▶ Job 1
According to the court judgment header, what sum were the Applicant's costs payable to the Respondent fixed at?

▶ Selected text
- - -

Scargill v Minister for Immigration Multicultural and Indigenous Affairs (2003) FCAFC 116

Koulaxazov v Minister for Immigration Multicultural and Indigenous Affairs (2003) FCAFC 75

WACM v Minister for Immigration Multicultural and Indigenous Affairs (2003) FCAFC 93

SBBA v Minister for Immigration Multicultural and Indigenous Affairs (2003) FCAFC 90

Chan v Minister for Immigration and Ethnic Affairs (1989) 169 CLR 379

SCAM v Minister for Immigration Multicultural and Indigenous Affairs (2002) FCA 964

NAND v Minister for Immigration Multicultural and Indigenous Affairs (2002) FCA 1521

WAAD v Minister for Immigration Multicultural and Indigenous Affairs (2002) FCAFC 399

Minister for Immigration Multicultural and Indigenous Affairs (1997) 191 CLR 599;

Abebe v The Commonwealth (1999) 197 CLR 510

Minister for Immigration Multicultural and Indigenous Affairs v Rajalingam (1999) 83 FLR 220

Minister for Immigration Multicultural and Indigenous Affairs v W64/01A (2002) FCAFC 12

Minister for Immigration Multicultural and Indigenous Affairs v Guo (1997) 191 CLR 559

Minister for Immigration and Ethnic Affairs v Wu Shan Liang (1996) 185 CLR 259

WAGR v Minister for Immigration Multicultural and Indigenous Affairs (2003) FCAFC 6

Minister for Immigration Multicultural and Indigenous Affairs v Eshetu [1999] 197 CLR 611

Australian Broadcasting Tribunal v Bond (1990) 170 CLR 321

Roads Corporation v Dacakis (1995) 2 VR 508

Minister for Immigration Multicultural and Indigenous Affairs v Epeabaka (1999) 160 ALR 543 (FC)

Zuway v Minister for Immigration Multicultural and Indigenous Affairs (1998) 160 ALR 391

Associated Provincial Houses Ltd v Wednesbury Corporation (1948) 1 KB 223

SHJB v Minister for Immigration Multicultural and Indigenous Affairs (2003) FCA 502

Minister for Immigration Multicultural and Indigenous Affairs v Perera (2001) FCA 121

Re: Minister for Immigration Multicultural and Indigenous Affairs; ex parte Cohen (2001) HCA 10

Applicant:
WAHW



Respondent:


MINISTER FOR IMMIGRATION & MULTICULTURAL & INDIGENOUS AFFAIRS



File No:


WZ 214 of 2002



Delivered on:


6 August 2003



Delivered at:


Melbourne (to Perth via video link)



Hearing Date:


24 December 2002



Judgment of:


Bryant CFM



REPRESENTATION

Counsel for the Applicant:


Mr MacIntyre



Solicitors for the Applicant:


Gregory Malcolm Grant McIntyre



Counsel for the Respondent:


Mr Allanson



Solicitors for the Respondent:


Australian Government Solicitor



ORDERS

(1) THAT the Application be dismissed.

(2) THAT the Applicant pay the Respondent' s costs fixed in the sum of $4,000.

- - -

▶ Job 2
How many lines of the records below contain the word "building"? Reply with the number only.

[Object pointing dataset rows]
- - -

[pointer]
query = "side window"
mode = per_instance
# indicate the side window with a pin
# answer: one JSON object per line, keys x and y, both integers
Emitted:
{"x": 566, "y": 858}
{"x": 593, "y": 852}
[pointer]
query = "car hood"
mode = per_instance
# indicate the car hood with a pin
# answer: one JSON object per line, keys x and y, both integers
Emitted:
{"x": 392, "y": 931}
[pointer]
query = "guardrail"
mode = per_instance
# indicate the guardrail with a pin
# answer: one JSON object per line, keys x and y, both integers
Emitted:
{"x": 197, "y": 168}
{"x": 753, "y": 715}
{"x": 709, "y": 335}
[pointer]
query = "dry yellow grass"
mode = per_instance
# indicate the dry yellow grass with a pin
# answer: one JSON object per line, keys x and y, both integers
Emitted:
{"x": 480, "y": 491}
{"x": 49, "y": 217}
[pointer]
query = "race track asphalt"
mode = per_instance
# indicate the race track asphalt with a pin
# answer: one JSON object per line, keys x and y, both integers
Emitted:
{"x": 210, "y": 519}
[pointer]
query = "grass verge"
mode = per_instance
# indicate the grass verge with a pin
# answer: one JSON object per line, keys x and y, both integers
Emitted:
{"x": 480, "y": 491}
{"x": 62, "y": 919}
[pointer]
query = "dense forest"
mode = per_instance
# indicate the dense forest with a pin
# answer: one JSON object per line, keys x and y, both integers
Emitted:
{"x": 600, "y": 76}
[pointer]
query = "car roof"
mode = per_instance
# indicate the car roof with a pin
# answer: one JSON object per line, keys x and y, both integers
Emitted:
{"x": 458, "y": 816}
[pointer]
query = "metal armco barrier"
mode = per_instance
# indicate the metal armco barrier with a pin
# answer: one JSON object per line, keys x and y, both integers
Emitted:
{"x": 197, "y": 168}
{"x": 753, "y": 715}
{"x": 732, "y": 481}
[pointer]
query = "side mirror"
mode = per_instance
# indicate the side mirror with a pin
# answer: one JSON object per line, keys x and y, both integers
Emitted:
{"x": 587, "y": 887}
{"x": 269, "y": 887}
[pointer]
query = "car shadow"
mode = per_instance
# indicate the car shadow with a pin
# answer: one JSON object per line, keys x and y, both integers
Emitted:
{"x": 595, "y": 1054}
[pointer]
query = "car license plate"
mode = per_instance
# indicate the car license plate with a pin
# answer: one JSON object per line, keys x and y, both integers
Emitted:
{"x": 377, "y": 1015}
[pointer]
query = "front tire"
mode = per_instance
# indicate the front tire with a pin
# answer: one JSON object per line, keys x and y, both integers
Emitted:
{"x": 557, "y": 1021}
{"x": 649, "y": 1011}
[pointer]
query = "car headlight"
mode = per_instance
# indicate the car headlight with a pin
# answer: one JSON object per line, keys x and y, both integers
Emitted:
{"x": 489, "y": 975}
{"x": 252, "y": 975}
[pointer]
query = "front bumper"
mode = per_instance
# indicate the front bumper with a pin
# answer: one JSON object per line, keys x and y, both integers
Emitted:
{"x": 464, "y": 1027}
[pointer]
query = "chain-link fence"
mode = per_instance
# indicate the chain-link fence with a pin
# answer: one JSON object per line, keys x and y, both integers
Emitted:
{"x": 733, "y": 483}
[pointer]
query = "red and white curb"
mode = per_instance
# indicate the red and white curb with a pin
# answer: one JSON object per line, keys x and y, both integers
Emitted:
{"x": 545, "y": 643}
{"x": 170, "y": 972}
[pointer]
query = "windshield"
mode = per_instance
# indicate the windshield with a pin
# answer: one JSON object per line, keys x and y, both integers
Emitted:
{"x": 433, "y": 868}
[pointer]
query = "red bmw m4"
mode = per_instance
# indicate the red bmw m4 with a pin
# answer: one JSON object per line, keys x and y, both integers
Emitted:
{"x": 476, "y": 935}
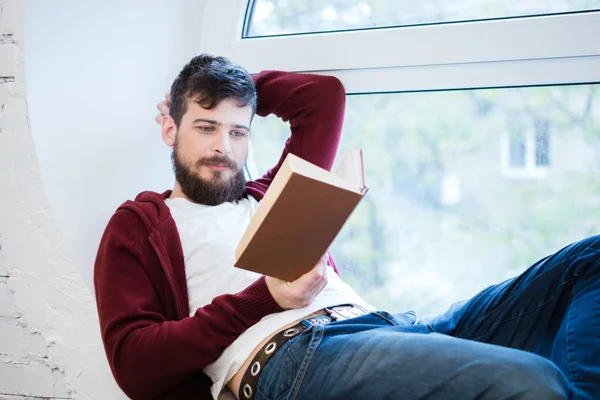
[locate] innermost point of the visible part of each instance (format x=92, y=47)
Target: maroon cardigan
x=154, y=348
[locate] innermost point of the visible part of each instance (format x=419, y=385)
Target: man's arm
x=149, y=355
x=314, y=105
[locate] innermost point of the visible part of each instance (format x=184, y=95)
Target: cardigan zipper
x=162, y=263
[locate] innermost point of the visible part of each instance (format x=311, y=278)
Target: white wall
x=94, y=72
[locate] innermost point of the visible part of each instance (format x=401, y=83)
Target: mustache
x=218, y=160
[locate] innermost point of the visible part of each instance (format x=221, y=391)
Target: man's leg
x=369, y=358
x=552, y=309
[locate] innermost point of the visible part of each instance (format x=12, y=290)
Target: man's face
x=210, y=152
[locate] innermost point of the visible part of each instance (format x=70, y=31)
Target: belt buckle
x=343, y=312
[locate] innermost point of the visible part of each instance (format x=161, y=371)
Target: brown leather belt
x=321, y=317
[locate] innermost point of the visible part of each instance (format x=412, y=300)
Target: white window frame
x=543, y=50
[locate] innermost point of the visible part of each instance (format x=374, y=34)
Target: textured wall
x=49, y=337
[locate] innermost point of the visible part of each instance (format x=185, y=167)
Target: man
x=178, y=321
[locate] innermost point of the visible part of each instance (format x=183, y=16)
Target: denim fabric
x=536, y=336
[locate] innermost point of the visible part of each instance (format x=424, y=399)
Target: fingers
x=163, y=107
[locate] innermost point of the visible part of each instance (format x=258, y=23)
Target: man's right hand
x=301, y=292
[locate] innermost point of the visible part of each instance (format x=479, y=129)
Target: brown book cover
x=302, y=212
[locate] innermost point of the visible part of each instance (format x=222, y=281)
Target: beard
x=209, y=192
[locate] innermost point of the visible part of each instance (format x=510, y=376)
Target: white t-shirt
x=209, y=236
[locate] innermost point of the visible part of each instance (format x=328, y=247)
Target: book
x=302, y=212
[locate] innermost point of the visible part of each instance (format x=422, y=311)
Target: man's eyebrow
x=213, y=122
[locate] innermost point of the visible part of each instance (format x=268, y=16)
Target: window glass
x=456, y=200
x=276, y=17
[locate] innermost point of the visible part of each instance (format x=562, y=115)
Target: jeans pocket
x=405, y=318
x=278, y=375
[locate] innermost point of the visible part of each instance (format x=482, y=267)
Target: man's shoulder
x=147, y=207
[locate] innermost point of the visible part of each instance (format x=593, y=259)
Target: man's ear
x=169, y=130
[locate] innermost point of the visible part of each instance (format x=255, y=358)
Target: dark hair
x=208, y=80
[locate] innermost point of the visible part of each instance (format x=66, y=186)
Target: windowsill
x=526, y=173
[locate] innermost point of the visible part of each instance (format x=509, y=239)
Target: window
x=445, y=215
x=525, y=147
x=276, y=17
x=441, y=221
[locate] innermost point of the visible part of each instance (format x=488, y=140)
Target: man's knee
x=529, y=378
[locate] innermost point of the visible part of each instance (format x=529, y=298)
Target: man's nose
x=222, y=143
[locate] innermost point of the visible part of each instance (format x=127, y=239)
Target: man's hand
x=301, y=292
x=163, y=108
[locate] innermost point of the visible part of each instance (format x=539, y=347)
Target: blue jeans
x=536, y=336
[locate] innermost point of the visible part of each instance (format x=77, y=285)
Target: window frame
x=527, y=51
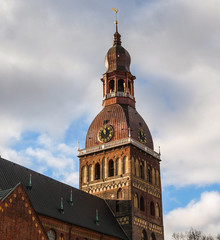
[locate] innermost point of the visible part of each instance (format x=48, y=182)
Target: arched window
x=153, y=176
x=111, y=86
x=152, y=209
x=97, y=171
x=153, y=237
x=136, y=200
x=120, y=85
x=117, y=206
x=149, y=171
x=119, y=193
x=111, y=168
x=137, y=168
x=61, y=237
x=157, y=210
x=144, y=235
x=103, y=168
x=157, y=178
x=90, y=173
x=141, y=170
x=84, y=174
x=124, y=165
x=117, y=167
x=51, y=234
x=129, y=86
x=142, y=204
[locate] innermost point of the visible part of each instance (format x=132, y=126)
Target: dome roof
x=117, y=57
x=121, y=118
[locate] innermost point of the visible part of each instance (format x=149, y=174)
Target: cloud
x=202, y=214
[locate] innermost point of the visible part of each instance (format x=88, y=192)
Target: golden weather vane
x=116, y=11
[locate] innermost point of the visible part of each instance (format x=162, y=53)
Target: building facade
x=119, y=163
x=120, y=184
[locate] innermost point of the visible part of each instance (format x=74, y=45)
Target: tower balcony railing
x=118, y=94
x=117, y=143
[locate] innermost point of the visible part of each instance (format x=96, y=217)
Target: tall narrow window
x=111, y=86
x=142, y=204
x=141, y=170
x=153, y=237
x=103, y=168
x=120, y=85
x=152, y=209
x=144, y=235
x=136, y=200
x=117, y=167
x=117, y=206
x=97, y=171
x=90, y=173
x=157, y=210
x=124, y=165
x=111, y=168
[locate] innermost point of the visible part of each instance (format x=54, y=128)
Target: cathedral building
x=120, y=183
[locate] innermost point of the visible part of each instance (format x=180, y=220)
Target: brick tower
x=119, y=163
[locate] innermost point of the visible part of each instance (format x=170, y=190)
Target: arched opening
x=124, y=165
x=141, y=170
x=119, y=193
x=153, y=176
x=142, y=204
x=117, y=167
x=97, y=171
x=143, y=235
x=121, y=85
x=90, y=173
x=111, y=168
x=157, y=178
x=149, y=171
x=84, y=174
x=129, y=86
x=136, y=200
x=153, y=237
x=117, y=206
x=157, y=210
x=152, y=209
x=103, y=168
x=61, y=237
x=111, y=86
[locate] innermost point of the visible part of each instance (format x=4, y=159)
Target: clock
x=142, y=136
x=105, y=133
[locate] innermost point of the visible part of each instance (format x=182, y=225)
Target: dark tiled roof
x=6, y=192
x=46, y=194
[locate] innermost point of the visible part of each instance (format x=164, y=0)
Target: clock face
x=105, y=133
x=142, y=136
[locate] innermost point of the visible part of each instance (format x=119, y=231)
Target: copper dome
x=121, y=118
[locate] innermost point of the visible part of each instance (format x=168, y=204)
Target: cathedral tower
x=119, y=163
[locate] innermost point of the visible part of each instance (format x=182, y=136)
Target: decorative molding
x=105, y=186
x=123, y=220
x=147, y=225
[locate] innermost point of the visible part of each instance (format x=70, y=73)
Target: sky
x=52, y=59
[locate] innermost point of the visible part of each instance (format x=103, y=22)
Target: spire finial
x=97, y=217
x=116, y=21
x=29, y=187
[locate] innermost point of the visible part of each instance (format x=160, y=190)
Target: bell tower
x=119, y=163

- - -

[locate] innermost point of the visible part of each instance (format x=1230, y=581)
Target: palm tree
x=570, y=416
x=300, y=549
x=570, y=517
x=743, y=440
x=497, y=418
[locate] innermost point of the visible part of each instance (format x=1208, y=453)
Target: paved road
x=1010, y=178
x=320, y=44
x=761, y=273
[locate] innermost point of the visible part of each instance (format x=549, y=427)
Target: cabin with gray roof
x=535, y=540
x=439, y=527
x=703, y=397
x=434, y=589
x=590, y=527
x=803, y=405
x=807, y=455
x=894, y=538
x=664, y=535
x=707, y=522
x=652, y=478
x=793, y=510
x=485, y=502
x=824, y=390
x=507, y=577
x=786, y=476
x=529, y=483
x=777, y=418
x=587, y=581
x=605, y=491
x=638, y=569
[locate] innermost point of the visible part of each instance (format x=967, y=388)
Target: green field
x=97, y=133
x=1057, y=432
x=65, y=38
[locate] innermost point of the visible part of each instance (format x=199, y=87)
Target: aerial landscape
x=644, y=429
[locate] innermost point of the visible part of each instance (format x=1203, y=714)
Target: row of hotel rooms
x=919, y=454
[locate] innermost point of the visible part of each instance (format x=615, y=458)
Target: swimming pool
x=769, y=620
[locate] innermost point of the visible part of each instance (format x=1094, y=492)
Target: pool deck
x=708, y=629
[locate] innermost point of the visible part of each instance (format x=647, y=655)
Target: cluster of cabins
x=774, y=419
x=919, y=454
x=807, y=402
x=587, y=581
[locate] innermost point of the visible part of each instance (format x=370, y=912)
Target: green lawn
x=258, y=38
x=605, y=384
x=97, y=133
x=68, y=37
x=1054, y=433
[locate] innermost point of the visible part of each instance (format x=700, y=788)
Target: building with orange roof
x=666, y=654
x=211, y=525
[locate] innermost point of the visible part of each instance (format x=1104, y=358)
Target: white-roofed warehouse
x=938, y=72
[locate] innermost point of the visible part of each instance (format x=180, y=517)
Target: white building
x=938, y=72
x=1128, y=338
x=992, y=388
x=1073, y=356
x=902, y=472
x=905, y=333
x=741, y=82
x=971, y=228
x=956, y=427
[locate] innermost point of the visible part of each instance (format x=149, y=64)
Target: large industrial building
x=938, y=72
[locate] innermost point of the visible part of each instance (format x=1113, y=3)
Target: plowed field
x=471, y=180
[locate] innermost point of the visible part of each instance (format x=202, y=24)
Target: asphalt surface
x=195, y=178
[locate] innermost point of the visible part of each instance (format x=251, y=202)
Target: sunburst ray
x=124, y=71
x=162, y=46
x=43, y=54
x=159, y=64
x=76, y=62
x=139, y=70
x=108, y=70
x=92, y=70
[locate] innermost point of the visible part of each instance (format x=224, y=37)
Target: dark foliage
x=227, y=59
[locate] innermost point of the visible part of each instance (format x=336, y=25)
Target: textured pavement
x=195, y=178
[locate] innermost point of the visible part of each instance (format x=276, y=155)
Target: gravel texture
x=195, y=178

- - -

▶ Written solution 1
$4,000

▶ Written solution 2
5